# Text shown
=======
Monday, June 20, 2005

The Longest Homophobe

The original Longest Yard was a landmark of Seventies-era, anti-establishment sentiment. It was violent, savagely funny, mean and an unapologetic spit in the face of authority. As directed by the gifted Robert Aldrich, The Longest Yard of 1974 was about as cutting-edge as mainstream comedy got at the time.

Fade in to 2005 and an ill-conceived remake, with Adam Sandler in the Burt Reynolds role of Paul Crewe, a fallen NFL quarterback rotting in a Texas prison when he is tapped to organize a football team of convicts to play the guards.

What is deemed cutting edge in these trying times? Tough call. In our strict law-and-order environment, Hollywood doesn't have the cojones to focus too much on the sociopathic tendencies of convicts. After all, prison inmates are not funny (well, not unless they're being held indefinitely at Guatanamo Bay, but that's for another movie).
=======
# Source information
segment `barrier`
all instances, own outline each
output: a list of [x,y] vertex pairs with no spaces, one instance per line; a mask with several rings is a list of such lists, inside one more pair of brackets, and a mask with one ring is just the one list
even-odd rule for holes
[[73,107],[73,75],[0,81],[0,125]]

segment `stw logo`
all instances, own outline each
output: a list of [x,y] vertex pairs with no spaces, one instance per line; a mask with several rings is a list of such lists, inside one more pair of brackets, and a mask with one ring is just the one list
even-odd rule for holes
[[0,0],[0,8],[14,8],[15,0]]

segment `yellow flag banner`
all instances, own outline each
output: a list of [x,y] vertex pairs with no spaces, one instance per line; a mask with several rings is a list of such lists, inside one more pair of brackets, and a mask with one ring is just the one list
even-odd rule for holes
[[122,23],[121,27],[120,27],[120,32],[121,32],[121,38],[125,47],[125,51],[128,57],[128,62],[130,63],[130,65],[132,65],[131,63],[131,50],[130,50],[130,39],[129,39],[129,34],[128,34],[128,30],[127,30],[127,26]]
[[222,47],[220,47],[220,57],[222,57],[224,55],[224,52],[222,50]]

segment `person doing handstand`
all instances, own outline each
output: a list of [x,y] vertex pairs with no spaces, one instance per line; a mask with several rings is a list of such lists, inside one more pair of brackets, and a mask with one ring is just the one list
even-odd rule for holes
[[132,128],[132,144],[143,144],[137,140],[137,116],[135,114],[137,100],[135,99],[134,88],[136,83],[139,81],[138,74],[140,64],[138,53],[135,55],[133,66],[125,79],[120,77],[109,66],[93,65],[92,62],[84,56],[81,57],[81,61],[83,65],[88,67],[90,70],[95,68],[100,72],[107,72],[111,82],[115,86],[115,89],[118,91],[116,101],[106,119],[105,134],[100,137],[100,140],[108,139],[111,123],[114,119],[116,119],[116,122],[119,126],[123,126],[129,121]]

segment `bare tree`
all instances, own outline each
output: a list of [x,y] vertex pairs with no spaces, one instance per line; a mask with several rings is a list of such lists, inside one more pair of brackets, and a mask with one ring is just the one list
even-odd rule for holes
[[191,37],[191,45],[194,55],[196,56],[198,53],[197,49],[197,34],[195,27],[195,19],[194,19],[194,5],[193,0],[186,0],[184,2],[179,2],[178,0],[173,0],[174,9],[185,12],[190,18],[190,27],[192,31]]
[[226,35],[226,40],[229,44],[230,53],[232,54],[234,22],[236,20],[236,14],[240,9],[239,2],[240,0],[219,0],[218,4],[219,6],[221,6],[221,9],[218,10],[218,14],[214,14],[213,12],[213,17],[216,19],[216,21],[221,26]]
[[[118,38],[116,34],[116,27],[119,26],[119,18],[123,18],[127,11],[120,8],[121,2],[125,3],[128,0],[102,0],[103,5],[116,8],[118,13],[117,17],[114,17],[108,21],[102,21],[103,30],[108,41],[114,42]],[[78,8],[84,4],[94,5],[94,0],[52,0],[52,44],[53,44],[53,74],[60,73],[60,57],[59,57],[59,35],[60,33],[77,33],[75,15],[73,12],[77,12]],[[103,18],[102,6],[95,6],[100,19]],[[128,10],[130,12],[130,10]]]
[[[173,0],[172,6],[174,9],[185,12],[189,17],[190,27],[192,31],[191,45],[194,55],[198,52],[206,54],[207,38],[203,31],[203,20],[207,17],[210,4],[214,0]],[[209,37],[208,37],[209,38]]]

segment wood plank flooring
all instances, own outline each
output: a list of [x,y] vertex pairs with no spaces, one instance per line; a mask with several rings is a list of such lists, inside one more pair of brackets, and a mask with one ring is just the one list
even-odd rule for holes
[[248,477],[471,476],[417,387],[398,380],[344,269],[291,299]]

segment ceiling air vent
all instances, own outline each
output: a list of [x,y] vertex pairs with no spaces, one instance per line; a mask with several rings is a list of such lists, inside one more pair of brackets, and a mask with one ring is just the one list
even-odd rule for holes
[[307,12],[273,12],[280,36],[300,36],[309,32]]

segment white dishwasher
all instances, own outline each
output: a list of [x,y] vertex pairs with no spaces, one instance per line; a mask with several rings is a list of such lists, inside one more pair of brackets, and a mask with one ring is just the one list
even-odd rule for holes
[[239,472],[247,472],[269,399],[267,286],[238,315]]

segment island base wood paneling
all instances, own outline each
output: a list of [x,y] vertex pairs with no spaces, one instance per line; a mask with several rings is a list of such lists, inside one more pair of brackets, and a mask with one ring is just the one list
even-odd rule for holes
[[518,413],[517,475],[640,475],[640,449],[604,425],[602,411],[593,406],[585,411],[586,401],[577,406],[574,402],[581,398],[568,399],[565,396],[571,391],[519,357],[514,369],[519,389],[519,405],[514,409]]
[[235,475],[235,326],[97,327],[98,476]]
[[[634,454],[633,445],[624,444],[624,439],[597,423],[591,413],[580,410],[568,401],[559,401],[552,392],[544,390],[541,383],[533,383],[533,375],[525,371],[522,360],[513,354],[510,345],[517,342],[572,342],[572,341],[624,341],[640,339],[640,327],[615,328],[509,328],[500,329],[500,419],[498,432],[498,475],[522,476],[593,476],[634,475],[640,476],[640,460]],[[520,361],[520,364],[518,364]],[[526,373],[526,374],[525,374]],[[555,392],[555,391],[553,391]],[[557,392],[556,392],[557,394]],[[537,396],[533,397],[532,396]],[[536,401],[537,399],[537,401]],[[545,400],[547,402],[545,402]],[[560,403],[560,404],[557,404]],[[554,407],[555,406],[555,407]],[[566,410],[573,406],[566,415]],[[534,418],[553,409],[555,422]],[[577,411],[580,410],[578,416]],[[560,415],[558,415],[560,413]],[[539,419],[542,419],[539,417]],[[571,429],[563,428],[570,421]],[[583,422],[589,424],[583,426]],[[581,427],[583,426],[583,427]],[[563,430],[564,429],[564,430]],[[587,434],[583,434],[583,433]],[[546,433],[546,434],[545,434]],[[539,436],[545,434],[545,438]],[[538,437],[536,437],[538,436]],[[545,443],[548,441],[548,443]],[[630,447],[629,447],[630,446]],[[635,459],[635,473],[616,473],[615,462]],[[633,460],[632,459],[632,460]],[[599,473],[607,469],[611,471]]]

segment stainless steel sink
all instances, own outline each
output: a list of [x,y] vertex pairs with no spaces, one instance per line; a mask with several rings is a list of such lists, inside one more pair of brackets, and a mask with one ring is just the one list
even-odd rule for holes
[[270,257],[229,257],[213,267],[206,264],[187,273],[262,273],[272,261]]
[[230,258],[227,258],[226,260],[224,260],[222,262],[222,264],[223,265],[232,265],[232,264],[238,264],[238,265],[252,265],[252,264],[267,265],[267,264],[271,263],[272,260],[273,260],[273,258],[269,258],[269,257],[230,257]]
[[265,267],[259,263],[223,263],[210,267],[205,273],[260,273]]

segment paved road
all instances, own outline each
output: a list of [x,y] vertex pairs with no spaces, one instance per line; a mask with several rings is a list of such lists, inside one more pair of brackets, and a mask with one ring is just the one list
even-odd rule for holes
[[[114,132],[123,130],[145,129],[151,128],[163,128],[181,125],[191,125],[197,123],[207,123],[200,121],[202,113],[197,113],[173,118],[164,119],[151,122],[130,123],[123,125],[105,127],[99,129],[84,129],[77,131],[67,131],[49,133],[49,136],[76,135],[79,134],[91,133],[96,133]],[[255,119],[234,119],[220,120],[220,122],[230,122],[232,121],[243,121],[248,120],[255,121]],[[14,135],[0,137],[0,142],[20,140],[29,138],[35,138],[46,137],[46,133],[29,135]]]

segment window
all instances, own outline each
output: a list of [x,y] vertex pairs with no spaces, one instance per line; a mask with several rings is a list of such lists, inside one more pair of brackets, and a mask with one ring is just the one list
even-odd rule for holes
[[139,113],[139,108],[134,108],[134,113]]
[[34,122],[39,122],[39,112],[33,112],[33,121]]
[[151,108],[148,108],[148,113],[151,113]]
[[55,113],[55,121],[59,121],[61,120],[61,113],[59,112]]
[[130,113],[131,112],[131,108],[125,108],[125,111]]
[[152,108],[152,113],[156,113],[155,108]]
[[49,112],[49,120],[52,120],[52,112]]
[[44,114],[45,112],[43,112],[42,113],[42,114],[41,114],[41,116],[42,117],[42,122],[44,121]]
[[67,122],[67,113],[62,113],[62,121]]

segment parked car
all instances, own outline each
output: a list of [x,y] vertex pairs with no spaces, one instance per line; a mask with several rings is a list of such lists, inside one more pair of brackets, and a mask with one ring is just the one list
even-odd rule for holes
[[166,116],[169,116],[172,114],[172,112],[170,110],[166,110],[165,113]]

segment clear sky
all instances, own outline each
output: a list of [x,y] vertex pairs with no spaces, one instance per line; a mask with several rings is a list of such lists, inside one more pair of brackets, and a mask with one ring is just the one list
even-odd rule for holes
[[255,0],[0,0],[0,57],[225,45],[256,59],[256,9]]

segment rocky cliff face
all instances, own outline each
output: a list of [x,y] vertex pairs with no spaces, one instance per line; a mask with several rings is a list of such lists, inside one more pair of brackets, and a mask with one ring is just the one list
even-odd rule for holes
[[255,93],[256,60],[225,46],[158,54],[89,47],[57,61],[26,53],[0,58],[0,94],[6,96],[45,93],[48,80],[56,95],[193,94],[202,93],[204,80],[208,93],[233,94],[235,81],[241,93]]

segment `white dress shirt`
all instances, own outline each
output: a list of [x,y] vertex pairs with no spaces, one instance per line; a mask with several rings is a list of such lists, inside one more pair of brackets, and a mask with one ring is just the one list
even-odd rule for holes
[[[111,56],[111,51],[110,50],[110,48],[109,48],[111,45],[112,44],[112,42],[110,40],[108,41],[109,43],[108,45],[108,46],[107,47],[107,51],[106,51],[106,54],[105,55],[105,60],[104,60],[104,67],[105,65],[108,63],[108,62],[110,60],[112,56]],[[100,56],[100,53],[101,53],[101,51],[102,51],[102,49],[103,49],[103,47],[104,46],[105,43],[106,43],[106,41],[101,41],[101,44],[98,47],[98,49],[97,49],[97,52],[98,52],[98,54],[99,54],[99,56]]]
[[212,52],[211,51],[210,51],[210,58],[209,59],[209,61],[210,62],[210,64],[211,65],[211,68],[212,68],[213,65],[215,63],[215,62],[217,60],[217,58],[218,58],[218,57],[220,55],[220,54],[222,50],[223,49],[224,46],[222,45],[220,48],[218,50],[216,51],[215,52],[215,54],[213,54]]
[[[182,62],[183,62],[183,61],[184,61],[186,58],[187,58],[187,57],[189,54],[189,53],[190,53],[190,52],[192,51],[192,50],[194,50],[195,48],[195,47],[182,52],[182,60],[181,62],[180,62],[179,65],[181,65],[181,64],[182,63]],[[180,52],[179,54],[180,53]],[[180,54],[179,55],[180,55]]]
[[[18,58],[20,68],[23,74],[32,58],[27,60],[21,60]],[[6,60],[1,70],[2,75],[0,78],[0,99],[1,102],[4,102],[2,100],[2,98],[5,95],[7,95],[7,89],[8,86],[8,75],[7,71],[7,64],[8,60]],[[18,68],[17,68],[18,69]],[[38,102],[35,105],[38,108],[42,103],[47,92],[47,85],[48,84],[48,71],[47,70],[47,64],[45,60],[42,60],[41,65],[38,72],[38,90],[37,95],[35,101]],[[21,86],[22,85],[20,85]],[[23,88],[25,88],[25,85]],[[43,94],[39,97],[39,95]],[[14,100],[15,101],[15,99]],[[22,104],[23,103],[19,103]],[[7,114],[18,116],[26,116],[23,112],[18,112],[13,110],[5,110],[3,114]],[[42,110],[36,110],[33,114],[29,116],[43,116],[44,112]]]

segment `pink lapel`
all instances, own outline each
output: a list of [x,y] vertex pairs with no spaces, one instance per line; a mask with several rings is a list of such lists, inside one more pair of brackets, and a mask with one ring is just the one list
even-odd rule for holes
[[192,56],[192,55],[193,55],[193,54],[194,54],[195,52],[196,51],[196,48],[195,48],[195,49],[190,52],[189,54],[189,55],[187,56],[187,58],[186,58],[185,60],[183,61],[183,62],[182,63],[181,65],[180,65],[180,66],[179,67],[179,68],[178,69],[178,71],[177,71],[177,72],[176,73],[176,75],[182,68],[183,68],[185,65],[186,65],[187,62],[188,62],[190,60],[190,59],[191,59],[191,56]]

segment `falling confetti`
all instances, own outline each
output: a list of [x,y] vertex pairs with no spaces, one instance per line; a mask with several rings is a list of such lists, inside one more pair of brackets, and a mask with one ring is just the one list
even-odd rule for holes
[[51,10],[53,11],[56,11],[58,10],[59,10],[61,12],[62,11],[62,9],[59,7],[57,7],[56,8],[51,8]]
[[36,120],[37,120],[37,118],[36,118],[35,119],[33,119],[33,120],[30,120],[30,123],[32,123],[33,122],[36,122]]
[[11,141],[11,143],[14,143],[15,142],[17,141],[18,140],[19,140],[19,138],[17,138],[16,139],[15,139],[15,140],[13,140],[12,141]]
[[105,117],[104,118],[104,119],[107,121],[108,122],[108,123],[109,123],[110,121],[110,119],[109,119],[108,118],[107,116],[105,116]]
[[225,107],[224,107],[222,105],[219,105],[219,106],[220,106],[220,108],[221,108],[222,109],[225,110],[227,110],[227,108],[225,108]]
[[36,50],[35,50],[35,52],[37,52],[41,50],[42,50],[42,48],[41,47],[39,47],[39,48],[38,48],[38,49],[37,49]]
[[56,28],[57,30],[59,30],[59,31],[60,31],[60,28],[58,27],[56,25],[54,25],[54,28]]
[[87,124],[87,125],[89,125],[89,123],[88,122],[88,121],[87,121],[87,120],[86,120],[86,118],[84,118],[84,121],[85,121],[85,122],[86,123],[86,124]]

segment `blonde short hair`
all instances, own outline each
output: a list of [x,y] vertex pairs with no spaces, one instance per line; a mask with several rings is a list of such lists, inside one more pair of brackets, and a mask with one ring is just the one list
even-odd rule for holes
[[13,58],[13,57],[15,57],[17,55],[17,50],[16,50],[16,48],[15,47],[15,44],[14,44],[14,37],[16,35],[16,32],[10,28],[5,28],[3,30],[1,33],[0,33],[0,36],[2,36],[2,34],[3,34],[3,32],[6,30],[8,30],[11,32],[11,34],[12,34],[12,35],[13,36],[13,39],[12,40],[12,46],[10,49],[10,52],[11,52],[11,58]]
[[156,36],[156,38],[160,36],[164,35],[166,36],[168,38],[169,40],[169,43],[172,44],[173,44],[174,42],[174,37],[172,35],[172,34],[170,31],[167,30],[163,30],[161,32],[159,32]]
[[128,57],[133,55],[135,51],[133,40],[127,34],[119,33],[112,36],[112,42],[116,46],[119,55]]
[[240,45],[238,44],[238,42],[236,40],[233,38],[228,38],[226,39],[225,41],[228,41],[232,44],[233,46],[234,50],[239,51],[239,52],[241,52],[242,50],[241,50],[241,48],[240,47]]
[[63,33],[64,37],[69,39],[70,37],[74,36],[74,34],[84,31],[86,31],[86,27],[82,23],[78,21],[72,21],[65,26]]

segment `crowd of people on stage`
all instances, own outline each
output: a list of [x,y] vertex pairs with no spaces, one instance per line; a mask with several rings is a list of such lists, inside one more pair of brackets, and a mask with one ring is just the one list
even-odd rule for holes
=======
# What you need to do
Write out the passage of the Longest Yard text above between "The original Longest" and "for another movie).", inclusive.

# Solution below
The original Longest Yard was a landmark of Seventies-era, anti-establishment sentiment. It was violent, savagely funny, mean and an unapologetic spit in the face of authority. As directed by the gifted Robert Aldrich, The Longest Yard of 1974 was about as cutting-edge as mainstream comedy got at the time.

Fade in to 2005 and an ill-conceived remake, with Adam Sandler in the Burt Reynolds role of Paul Crewe, a fallen NFL quarterback rotting in a Texas prison when he is tapped to organize a football team of convicts to play the guards.

What is deemed cutting edge in these trying times? Tough call. In our strict law-and-order environment, Hollywood doesn't have the cojones to focus too much on the sociopathic tendencies of convicts. After all, prison inmates are not funny (well, not unless they're being held indefinitely at Guatanamo Bay, but that's for another movie).